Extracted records
◆ ◆ ◆ ◆ ◆ ◆ ◆

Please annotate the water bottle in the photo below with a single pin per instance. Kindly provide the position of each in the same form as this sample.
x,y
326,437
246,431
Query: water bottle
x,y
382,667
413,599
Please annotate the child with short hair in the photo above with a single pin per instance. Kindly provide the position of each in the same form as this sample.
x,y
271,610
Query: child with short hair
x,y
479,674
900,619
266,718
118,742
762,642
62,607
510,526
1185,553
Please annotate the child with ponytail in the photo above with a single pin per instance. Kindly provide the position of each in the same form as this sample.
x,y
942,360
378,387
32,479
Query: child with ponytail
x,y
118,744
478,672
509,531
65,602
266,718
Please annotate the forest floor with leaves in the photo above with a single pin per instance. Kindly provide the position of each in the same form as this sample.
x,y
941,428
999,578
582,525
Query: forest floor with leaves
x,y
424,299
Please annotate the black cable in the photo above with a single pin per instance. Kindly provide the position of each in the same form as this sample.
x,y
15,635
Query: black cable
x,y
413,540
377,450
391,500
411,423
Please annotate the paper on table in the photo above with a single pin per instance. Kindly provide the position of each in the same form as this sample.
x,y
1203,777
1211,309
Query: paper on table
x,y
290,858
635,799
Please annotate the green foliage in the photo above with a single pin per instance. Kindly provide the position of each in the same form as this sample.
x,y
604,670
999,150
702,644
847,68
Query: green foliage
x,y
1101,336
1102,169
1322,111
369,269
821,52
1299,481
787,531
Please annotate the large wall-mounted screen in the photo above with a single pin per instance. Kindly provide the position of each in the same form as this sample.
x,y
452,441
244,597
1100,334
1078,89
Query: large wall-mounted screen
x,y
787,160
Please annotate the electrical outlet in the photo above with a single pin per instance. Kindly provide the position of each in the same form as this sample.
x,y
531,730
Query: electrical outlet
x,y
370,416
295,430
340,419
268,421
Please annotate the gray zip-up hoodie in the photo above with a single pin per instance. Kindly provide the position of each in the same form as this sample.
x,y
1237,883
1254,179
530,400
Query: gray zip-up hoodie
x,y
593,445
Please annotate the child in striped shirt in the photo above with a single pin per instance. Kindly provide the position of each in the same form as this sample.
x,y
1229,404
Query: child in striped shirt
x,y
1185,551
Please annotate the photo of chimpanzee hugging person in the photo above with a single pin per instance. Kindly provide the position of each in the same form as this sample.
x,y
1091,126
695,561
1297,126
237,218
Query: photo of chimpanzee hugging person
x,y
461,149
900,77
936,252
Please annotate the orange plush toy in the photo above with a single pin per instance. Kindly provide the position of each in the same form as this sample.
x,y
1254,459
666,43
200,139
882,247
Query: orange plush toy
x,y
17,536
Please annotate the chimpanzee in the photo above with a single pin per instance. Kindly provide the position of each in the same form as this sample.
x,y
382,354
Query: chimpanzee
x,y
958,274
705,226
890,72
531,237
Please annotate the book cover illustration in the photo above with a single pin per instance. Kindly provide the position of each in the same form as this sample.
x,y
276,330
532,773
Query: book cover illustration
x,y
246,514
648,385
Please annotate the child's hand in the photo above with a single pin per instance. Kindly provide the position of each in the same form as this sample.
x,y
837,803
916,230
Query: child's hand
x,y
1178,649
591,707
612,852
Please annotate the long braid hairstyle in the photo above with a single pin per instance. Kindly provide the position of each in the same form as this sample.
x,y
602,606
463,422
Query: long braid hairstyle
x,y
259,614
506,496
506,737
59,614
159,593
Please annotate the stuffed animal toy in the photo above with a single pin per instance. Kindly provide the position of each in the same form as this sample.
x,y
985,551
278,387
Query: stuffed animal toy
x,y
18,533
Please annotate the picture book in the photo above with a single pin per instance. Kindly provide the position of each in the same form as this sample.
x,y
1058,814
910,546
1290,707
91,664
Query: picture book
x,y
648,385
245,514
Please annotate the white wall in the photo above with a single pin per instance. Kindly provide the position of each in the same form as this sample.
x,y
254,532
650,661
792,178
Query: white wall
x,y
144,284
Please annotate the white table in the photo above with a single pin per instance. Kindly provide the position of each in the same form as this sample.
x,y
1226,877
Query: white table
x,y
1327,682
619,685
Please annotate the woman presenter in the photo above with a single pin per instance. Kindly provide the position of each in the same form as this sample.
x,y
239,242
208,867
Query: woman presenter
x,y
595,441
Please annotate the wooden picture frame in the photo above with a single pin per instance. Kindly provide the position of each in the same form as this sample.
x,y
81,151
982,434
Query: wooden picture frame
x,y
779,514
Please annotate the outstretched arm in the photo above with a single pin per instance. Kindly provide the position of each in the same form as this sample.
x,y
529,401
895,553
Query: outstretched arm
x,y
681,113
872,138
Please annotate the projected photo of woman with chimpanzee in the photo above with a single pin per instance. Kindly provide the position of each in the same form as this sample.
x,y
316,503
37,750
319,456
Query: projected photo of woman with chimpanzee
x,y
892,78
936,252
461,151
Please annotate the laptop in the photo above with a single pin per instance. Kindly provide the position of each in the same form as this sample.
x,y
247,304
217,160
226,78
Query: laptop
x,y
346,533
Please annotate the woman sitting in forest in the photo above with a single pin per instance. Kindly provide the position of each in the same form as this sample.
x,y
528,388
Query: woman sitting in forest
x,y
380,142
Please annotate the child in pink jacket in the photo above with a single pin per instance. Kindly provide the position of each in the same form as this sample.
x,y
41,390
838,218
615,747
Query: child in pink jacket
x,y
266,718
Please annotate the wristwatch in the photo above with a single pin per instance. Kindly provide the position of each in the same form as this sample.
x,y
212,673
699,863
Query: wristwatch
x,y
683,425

◆ ◆ ◆ ◆ ◆ ◆ ◆

__EXERCISE BRIEF__.
Repeat every entry exactly, leaving nothing out.

__REPLY TO THE EXERCISE__.
Please annotate the water bottle in the photo below with a single pin per instance. Kindly provide the position of each in the same form as this sample.
x,y
326,437
246,431
Query: water bottle
x,y
382,667
413,599
Please annotate the child with short hair in the photo above with a single pin per instance. Kindly provide the position of each in the same form as this sample.
x,y
271,610
Query: child with short hair
x,y
479,674
900,619
266,718
118,742
762,642
62,607
510,526
1185,553
Please annotate the child with ponytail in the photo above with a single pin per instance. Kindly provide the position of each in the same form as this sample.
x,y
942,360
378,387
32,479
Query: child with ponytail
x,y
118,744
478,672
509,531
65,602
266,718
Please annotate the forest floor with leaves in the photo above with a single pin per instance. Kindly provide the position of each in the same form as this sample.
x,y
941,428
999,578
582,525
Query: forest floor with leaves
x,y
424,299
Please annotate the black cable in the photo above with a single pin per instance. Kindly provide the position of each in the same form as this sample.
x,y
15,635
Query: black cable
x,y
413,540
377,450
391,500
411,423
Please annotate the paper on table in the photo above with a single pin per instance. Kindly provide the position of each in the same form as this sample.
x,y
1203,777
1211,309
Query: paper on table
x,y
290,858
635,799
Please annotate the green foliage in the photo above with a single pin per instance. Kindly provide the position of each in the same form as this sample.
x,y
604,670
999,150
702,644
847,68
Query: green foliage
x,y
1101,336
1102,169
1322,111
369,269
821,52
1299,481
787,531
Please annotate the large wall-mounted screen in the photo above with a single pin per instance. Kindly provide the position of each in the same form as this sample.
x,y
452,441
244,597
1100,334
1078,89
Query: large wall-mounted screen
x,y
787,160
Please annotate the electrical outlet in the photo above with a single pin per instance. Kindly provide the position of each in the same form as this sample.
x,y
531,730
Query: electrical outlet
x,y
370,416
295,430
340,419
268,421
Please annotate the gray zip-up hoodie in the photo above with a single pin per instance. Kindly provide the position of each in the same form as this sample.
x,y
1237,883
1254,179
530,400
Query: gray zip-up hoodie
x,y
593,445
Please annotate the child in striped shirt in the photo above with a single pin per instance. Kindly provide the position of each in the same form as this sample.
x,y
1229,404
Query: child in striped shirt
x,y
1185,551
Please annotate the photo of chimpanzee hugging person in the photo above with a single pin per instance. Kindly provide the position of each in the same form as this sample.
x,y
1091,126
695,561
1297,126
237,218
Query: photo of chimpanzee hugging person
x,y
461,149
900,77
936,252
Please annotate the orange plush toy in the photo above with a single pin per instance. Kindly provide the position of each in the same form as this sample.
x,y
1254,459
666,43
200,139
882,247
Query: orange plush toy
x,y
17,536
Please annotate the chimpanzee in the photo above with a single pin per instance. Kindly provide the position of each in the same form as this sample.
x,y
382,354
Query: chimpanzee
x,y
958,274
705,226
890,72
531,237
Please annotate the book cover illustration in the photo above with a single pin per instance. Kindly provide the position of each in the same form as this sample.
x,y
276,330
532,773
Query: book cover illustration
x,y
246,514
648,385
Please annotate the child's hand in the photo above with a single pin per instance. Kindly provide the position of each in the same form as this sample.
x,y
837,803
916,230
Query: child's hand
x,y
1178,649
591,707
612,852
Please annotate the long braid hairstyle in the photo above with a single pin per instance. Kindly provide the position of each in the same form as this sample.
x,y
602,606
463,422
Query: long braid hairstyle
x,y
259,614
506,496
506,737
59,614
159,593
Please annotate the stuffed animal toy in the photo above with a single pin per instance. Kindly provide the position of each in the same form as this sample.
x,y
985,551
278,387
Query: stuffed animal toy
x,y
18,533
Please annotate the picture book in the photo above with a single pin per instance. Kindly provide the position of each in the same form as this sample.
x,y
1058,814
910,546
1290,707
91,664
Query: picture book
x,y
648,385
245,514
Please annotate the white wall in the photo above with a single pin per instance. Kindly provide the position of each in the same form as this sample.
x,y
254,532
650,661
792,178
Query: white wall
x,y
144,284
Please annotate the white table in the photo above with a single pin per instance. Kindly provide the position of each in the same form as this sample.
x,y
1226,877
Query: white table
x,y
1327,682
619,685
Please annotate the woman presenter in the photo above with a single pin per instance. Kindly provide the position of each in the same form as this sample.
x,y
239,242
208,867
Query: woman presenter
x,y
595,441
Please annotate the wooden picture frame in the photo above with a single pin per instance. Kindly provide the position of each in the same form as this sample.
x,y
81,151
982,434
Query: wooden picture frame
x,y
779,514
Please annotate the outstretched arm in the photo above with a single pin per instance. Kindly provide the position of each in the same form as this sample.
x,y
529,401
895,553
Query: outstretched arm
x,y
681,113
872,138
Please annotate the projected photo of woman with chimpanzee in the photo above with a single pin per instance. Kindly provide the position of each in the same form as this sample.
x,y
316,503
37,750
319,456
Query: projected photo of woman with chimpanzee
x,y
892,78
936,252
461,151
Please annotate the laptop in the photo above with a single pin per instance. Kindly provide the position of each in the same form as this sample.
x,y
247,304
217,160
226,78
Query: laptop
x,y
346,533
Please annotate the woman sitting in forest in the photo above with a single pin per instance. Kindly provide the position of each in the same form as this sample.
x,y
528,388
Query: woman sitting in forest
x,y
380,142
Please annotate the child in pink jacket in the photo above with a single pin per instance. Kindly provide the position of each in the same form as this sample.
x,y
41,390
838,218
615,747
Query: child in pink jacket
x,y
266,718
Please annotate the wristwatch in the photo above with a single pin per instance. Kindly provide the position of each in the same form as this sample.
x,y
212,673
699,863
Query: wristwatch
x,y
683,425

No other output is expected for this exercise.